■ **Task prompt**:
Retype the records exactly, including every line.
○ ○ ○ ○ ○
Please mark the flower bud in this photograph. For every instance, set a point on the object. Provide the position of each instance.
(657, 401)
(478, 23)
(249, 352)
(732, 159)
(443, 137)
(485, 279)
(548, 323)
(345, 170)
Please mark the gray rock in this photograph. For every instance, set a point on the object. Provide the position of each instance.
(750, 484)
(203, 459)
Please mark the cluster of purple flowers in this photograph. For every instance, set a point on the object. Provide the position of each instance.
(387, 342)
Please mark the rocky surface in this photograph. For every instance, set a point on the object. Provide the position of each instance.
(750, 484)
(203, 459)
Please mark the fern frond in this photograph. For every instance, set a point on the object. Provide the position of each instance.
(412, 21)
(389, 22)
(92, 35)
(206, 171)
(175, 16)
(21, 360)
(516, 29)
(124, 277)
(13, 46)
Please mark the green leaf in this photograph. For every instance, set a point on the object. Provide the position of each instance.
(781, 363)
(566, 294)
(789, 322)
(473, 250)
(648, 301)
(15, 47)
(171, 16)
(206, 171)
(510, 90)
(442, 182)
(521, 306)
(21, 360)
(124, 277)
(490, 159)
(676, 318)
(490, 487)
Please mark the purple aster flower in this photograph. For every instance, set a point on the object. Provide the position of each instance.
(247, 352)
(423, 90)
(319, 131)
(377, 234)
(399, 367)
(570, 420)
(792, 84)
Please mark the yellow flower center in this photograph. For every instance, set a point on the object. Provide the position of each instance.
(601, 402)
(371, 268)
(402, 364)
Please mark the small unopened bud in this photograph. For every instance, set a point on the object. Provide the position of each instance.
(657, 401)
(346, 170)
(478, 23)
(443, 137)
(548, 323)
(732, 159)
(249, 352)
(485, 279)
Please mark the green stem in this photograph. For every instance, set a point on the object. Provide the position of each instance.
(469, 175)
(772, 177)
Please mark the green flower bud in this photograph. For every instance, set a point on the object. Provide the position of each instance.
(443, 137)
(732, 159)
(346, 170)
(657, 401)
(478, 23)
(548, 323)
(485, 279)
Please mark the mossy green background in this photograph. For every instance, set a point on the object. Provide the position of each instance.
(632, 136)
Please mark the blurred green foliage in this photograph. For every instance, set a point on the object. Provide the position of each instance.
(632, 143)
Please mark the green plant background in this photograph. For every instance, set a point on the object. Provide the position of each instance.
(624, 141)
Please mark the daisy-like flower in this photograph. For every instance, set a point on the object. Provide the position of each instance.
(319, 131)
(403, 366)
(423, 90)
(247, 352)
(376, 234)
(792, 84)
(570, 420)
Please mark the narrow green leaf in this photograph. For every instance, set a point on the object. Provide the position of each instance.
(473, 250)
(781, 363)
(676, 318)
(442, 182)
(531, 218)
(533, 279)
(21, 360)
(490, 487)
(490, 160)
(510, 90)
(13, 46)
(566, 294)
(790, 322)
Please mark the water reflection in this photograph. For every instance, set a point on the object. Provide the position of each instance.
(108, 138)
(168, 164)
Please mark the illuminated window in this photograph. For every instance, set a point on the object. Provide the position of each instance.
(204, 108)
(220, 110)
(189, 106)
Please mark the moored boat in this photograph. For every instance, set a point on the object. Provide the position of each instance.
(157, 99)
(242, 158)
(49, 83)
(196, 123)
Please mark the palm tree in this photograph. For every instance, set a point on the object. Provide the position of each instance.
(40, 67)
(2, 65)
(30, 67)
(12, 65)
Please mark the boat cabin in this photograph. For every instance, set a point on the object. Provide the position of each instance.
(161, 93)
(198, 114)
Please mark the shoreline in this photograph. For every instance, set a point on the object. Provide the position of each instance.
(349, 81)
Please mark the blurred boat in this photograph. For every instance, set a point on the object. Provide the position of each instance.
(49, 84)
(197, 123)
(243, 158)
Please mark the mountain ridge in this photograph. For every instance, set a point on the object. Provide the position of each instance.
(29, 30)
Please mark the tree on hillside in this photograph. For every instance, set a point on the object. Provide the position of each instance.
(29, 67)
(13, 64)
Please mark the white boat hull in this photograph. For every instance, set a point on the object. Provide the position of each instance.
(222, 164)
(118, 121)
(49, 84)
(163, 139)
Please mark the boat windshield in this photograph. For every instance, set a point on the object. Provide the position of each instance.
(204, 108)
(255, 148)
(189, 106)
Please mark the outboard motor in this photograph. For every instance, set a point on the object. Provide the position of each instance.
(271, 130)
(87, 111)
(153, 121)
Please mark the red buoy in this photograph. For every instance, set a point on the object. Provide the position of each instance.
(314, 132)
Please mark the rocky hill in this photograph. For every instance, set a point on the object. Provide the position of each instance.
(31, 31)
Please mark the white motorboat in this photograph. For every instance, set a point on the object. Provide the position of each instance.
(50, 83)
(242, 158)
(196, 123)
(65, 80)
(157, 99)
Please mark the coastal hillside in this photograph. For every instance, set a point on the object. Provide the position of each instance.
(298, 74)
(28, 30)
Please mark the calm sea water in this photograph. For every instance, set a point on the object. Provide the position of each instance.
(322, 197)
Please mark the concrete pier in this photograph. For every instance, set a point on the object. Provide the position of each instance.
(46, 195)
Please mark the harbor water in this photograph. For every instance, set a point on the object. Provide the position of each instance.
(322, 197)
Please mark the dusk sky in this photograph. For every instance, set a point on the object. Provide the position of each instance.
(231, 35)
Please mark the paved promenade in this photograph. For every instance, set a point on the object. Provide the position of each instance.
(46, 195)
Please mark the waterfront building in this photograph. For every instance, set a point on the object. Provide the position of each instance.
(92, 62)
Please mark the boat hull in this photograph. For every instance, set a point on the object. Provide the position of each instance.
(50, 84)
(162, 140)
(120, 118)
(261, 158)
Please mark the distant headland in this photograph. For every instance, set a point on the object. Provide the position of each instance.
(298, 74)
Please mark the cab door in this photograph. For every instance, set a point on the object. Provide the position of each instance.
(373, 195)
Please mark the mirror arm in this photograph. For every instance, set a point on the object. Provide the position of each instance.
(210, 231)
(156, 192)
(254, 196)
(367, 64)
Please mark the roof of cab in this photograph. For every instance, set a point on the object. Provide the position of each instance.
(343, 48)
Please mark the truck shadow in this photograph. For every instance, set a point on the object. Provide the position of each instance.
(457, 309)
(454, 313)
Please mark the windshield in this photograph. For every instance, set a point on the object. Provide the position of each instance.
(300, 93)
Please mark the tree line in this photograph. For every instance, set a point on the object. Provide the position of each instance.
○ ○ ○ ○ ○
■ **Result for this exercise**:
Please mark the flower bud in this photograph. For every instance, set a point on the object. Provide the position of each instance.
(657, 401)
(478, 23)
(249, 352)
(732, 159)
(443, 137)
(485, 279)
(548, 323)
(345, 170)
Please mark the gray rock in this photograph. For every instance, set a point on the object. Provide the position of each instance.
(750, 484)
(203, 459)
Please mark the cluster of purple flowers in this photograph. For every instance, set a point on the object. Provide the position of each instance.
(387, 342)
Please mark the rocky surface in this photograph. For every instance, set a point on the object. Provide the position of each instance.
(750, 484)
(203, 459)
Please mark the fern frond in this photograph. For every instance, set a point on the object. Provide the position of each instance.
(412, 21)
(389, 22)
(92, 35)
(206, 171)
(175, 16)
(21, 360)
(516, 29)
(124, 277)
(13, 46)
Please mark the green leaf in this photograph. For every instance, set a point on the object. Provide the position of each instance.
(781, 363)
(566, 294)
(789, 322)
(473, 250)
(648, 301)
(15, 47)
(171, 16)
(206, 171)
(510, 90)
(442, 182)
(521, 306)
(21, 360)
(124, 277)
(490, 159)
(676, 318)
(490, 487)
Please mark the purple aster flower in this photograph. For every instance, set a point on the object. Provide the position of each instance.
(247, 352)
(423, 90)
(319, 131)
(377, 234)
(399, 367)
(570, 420)
(792, 84)
Please mark the yellow flower center in this photograph. For every instance, set a point on the object. Provide the position of each instance.
(601, 402)
(371, 268)
(402, 364)
Please mark the small unopened bud in this photograph. For every instance, set a point on the object. Provide the position of each instance.
(657, 401)
(346, 170)
(478, 23)
(443, 137)
(548, 323)
(732, 159)
(249, 352)
(485, 279)
Please mark the green stem in this photograph. For every instance, set a point on the object. Provide the position of each instance.
(469, 175)
(772, 177)
Please mark the green flower bud in this photograph. For every instance, set a point on the object. Provide the position of each instance.
(443, 137)
(732, 159)
(346, 170)
(657, 401)
(478, 23)
(548, 323)
(485, 279)
Please mark the mossy green background in this photograph. For every instance, set a point on the object. Provide the position of each instance.
(632, 136)
Please mark the blurred green foliage in this photograph. For every instance, set a point on the object. Provide the position of each instance.
(632, 143)
Please mark the green plant background in this photograph. For every instance, set a point on the object. Provide the position of each instance.
(624, 141)
Please mark the daisy-like flower in this photograph. For every instance, set a point on the object. Provide the position of each instance.
(319, 131)
(403, 366)
(423, 90)
(247, 352)
(376, 234)
(792, 84)
(570, 420)
Please mark the narrow green leaf in this photograph. For every instance, set a point on the object. Provide the position of each instance.
(473, 250)
(781, 363)
(676, 318)
(442, 182)
(531, 218)
(533, 279)
(21, 360)
(490, 487)
(490, 160)
(510, 90)
(13, 46)
(566, 294)
(790, 322)
Please mark the water reflection in this photograph. For every instance, set a point on the object. Provide the position of each instance.
(108, 138)
(168, 164)
Please mark the illuminated window in this photograph. For every instance, set a point on the object. Provide the position of each instance.
(204, 108)
(220, 110)
(189, 106)
Please mark the moored boat in this photograph. For every instance, set a point on the object. Provide the position of each instance.
(157, 99)
(242, 158)
(49, 83)
(196, 123)
Please mark the palm tree in this photograph. For every instance, set a point on the object. Provide the position of each instance.
(40, 67)
(2, 65)
(30, 67)
(12, 65)
Please mark the boat cabin in this photograph. For every instance, set a point on the object. Provide the position of each instance.
(161, 93)
(198, 114)
Please mark the shoreline in this photograph. For every instance, set a point on the object. Provide the position of each instance.
(349, 81)
Please mark the blurred boat in this photograph. For every instance, set a point on the object. Provide the position of each instance.
(49, 84)
(197, 123)
(243, 158)
Please mark the mountain ridge in this photograph. For every instance, set a point on the object. Provide the position of each instance.
(29, 30)
Please mark the tree on hillside in this photograph. For every instance, set a point on the object. Provide the position of each instance.
(29, 67)
(13, 64)
Please mark the white boat hull in this photograph. For every instance, set a point on the object. Provide the position of each instance.
(222, 164)
(118, 121)
(49, 84)
(163, 139)
Please mark the boat windshield in this photograph. For every instance, set a point on the object. Provide the position of each instance.
(204, 108)
(255, 148)
(189, 106)
Please mark the outboard motor in this photograph. For every instance, set a point on the object. Provide the position of each instance.
(271, 130)
(87, 111)
(153, 121)
Please mark the red buoy in this photograph. For every instance, set a point on the object. Provide the position of each instance.
(314, 132)
Please mark the rocky hill in this photograph. For every instance, set a point on the object. Provide the position of each instance.
(31, 31)
Please mark the white motorboat in this photograph. For every instance, set a point on the object. Provide the position of each instance.
(50, 83)
(242, 158)
(196, 123)
(65, 80)
(157, 99)
Please mark the coastal hillside in this photograph. For every instance, set a point on the object. Provide the position of each instance.
(298, 74)
(28, 30)
Please mark the calm sea water in this photograph. For every instance, set a point on the object. Provide the position of each instance.
(322, 197)
Please mark the concrete pier in this photograph. For every instance, set a point on the object. Provide the position of each instance.
(46, 195)
Please mark the harbor water in this photograph. For every instance, set a point on the object. Provide the position of each instance.
(322, 197)
Please mark the dusk sky in this photograph. For every instance, set a point on the object. Provide the position of each instance.
(231, 35)
Please mark the paved promenade in this photograph. For every instance, set a point on the object. Provide the position of each instance.
(46, 195)
Please mark the waterfront building in this photograph. For every instance, set a point on the object. Provide the position of each instance.
(92, 62)
Please mark the boat hull in this photograph. For every instance, set a point on the object. Provide the position of each instance.
(50, 84)
(162, 140)
(120, 118)
(261, 158)
Please mark the distant headland in this photograph. For every instance, set a point on the object. Provide the position of each instance.
(298, 74)
Please mark the cab door in this photograph. For every instance, set a point on the object. Provide the position of each instance.
(373, 195)
Please mark the mirror arm in this photograph. For every instance, set a point on the object. Provide the position of each instance.
(210, 231)
(156, 192)
(254, 196)
(367, 64)
Please mark the roof of cab in this photograph. For every instance, set a point on the object. Provide the position of each instance.
(343, 48)
Please mark the truck shadow in this photograph. For every instance, set a point on the object. Provide the position of each instance.
(457, 309)
(454, 313)
Please mark the windshield in this photograph. For every instance, set a point on the object. Provide the position of each instance.
(300, 93)
Please mark the tree line in this photograph. For every instance, set a point on the object. Provide the position of each instance.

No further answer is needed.